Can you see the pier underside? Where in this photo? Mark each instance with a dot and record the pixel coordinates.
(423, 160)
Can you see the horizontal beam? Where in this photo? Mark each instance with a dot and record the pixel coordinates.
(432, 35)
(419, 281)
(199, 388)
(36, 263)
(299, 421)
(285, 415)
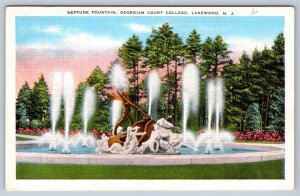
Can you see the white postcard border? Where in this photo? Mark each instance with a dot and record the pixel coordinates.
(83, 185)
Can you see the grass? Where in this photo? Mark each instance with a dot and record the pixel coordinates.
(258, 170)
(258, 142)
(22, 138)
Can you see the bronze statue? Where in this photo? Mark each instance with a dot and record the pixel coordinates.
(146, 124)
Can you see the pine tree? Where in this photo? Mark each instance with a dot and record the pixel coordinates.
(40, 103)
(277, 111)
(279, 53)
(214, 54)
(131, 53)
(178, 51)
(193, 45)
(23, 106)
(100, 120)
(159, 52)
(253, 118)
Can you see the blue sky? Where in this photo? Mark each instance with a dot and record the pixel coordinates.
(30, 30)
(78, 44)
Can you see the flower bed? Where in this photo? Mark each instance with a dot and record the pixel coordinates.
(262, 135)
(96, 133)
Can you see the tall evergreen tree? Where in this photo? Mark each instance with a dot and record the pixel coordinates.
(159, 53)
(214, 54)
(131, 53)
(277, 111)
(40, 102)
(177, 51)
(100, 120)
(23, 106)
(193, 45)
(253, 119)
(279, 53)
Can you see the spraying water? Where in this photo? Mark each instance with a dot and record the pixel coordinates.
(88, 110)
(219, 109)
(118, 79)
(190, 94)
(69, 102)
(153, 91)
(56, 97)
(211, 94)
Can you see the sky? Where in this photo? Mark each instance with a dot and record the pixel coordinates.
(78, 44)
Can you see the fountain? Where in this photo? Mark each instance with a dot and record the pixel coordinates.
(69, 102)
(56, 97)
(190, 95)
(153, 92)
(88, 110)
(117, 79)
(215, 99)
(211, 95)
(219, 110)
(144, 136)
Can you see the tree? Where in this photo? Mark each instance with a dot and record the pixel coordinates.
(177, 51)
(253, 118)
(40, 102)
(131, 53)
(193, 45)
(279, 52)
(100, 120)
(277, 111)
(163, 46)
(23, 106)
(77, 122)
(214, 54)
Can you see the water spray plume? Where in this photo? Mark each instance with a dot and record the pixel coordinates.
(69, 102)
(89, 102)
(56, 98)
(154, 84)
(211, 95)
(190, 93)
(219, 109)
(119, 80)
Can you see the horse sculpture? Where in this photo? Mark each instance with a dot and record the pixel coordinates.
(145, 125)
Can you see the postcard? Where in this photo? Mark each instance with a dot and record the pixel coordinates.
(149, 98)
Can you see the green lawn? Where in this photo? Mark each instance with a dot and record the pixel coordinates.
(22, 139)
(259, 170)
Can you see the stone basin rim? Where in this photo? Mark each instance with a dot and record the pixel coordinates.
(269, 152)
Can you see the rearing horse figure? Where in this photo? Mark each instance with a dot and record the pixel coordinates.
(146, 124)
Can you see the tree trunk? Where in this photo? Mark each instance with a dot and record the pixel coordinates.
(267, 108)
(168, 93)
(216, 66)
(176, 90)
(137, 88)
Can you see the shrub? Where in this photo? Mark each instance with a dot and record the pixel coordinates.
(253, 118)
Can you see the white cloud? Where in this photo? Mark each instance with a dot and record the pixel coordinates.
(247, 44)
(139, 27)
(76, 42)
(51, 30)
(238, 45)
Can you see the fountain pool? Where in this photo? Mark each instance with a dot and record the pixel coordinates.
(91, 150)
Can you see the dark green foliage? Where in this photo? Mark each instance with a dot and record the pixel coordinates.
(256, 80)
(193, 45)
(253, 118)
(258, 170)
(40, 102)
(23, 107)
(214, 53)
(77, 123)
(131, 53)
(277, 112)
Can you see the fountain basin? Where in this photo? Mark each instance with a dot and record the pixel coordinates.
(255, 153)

→ STATED PROBLEM
Convert every line of the listing above into a JSON list of strings, one string per line, with blank lines left out. Leave the picture lines out of the answer.

→ FINISHED ANSWER
[
  "Can you see the pier underside? Where in this photo? Mark each instance with a dot and record the pixel coordinates.",
  "(423, 160)",
  "Can you see the horizontal beam? Where in this photo? Mark each instance with a dot and record the pixel coordinates.",
  "(432, 35)",
  "(419, 281)",
  "(199, 388)",
  "(36, 263)",
  "(299, 421)",
  "(285, 415)",
  "Can you see the white postcard border? Where in this photo? Mark each instance with a dot and record the pixel coordinates.",
  "(83, 185)",
  "Can you see the grass? Where in this photo? Mark each instance with a dot and record the pixel coordinates.",
  "(258, 170)",
  "(258, 142)",
  "(22, 138)",
  "Can you see the bronze statue? Where in this photo? Mark each instance with a dot and record the pixel coordinates.",
  "(146, 124)",
  "Can you see the pine tree? Where in this photo? Mark each instance with a dot and record the pixel coordinates.",
  "(40, 103)",
  "(277, 111)",
  "(279, 53)",
  "(214, 54)",
  "(131, 53)",
  "(178, 51)",
  "(193, 45)",
  "(23, 106)",
  "(100, 120)",
  "(159, 52)",
  "(253, 118)",
  "Can you see the blue sky? Where in this photo? Mark each instance with a dot and record the pixel coordinates.",
  "(30, 30)",
  "(78, 44)",
  "Can you see the flower bed? Where in this photo? Mark each instance with a dot and record the pixel coordinates.",
  "(262, 135)",
  "(96, 133)",
  "Can you see the tall evergreen tree? Where in this photo? Mark each instance with a dot and record the pixel coordinates.",
  "(159, 53)",
  "(214, 54)",
  "(131, 53)",
  "(277, 111)",
  "(40, 102)",
  "(177, 51)",
  "(100, 120)",
  "(23, 106)",
  "(193, 45)",
  "(253, 119)",
  "(279, 53)",
  "Can you see the spraying water? Where in this photo? Mark each instance with a dot and record the pixel coordinates.",
  "(88, 110)",
  "(219, 109)",
  "(118, 79)",
  "(190, 94)",
  "(69, 102)",
  "(153, 91)",
  "(56, 97)",
  "(211, 94)",
  "Can you see the sky? Where in this photo? Mark each instance with a dot and record the pixel coordinates.",
  "(78, 44)",
  "Can you see the fountain? Where in this photo? Mark each instance with a dot and record the pixel coordinates.",
  "(69, 102)",
  "(56, 97)",
  "(190, 95)",
  "(153, 92)",
  "(88, 110)",
  "(117, 79)",
  "(215, 99)",
  "(211, 95)",
  "(219, 110)",
  "(144, 136)",
  "Can you see the tree? Where in this photo? Mark each instance with a dot and record the pixel coordinates.",
  "(177, 51)",
  "(253, 118)",
  "(40, 102)",
  "(131, 53)",
  "(193, 45)",
  "(279, 52)",
  "(100, 120)",
  "(277, 111)",
  "(163, 46)",
  "(23, 106)",
  "(77, 122)",
  "(214, 54)",
  "Can you see the water spray plume? Where in this photo? Mark each instance with a dot and record the pixel coordinates.",
  "(69, 102)",
  "(89, 102)",
  "(56, 98)",
  "(154, 84)",
  "(211, 95)",
  "(190, 93)",
  "(219, 109)",
  "(119, 80)",
  "Can you see the horse sculpture? Where in this photo? Mark each instance with a dot and record the pixel coordinates.",
  "(145, 125)",
  "Can you see the postcard? Where in this photo? Mark each instance with a dot and record the pixel coordinates.",
  "(149, 98)",
  "Can you see the green lawn? Where in this photo? Mark each instance with a dot and record the pixel coordinates.",
  "(22, 139)",
  "(259, 170)",
  "Can you see the stone basin rim? Where in this photo? Mark each instance with a dot and record the pixel coordinates.",
  "(269, 152)",
  "Can you see the rearing horse figure? Where in this photo? Mark each instance with a dot and record the pixel coordinates.",
  "(146, 124)",
  "Can you see the tree trunk? Where in this photo? Mark each instance with a dot and record the pixel coordinates.",
  "(267, 108)",
  "(168, 93)",
  "(216, 66)",
  "(176, 90)",
  "(137, 88)",
  "Can you see the shrub? Where in this photo? Mark each instance with a dot and record the pixel coordinates.",
  "(253, 118)",
  "Can you see the white cloud? Where in this photo? Mark each instance with a dot and record the pixel coordinates.",
  "(247, 44)",
  "(139, 27)",
  "(76, 42)",
  "(51, 30)",
  "(238, 45)",
  "Can you see the fountain pool? Where in this photo? Mark each instance with a dot and record the pixel coordinates.",
  "(91, 150)",
  "Can you see the dark green foliage? Where in this photo? Mark each instance with a dot and record the pixel coordinates.",
  "(256, 80)",
  "(193, 45)",
  "(253, 118)",
  "(258, 170)",
  "(40, 102)",
  "(23, 107)",
  "(214, 53)",
  "(77, 123)",
  "(131, 53)",
  "(277, 112)",
  "Can you see the fountain basin? Where in this photo? Mark each instance with a dot and record the pixel coordinates.",
  "(255, 153)"
]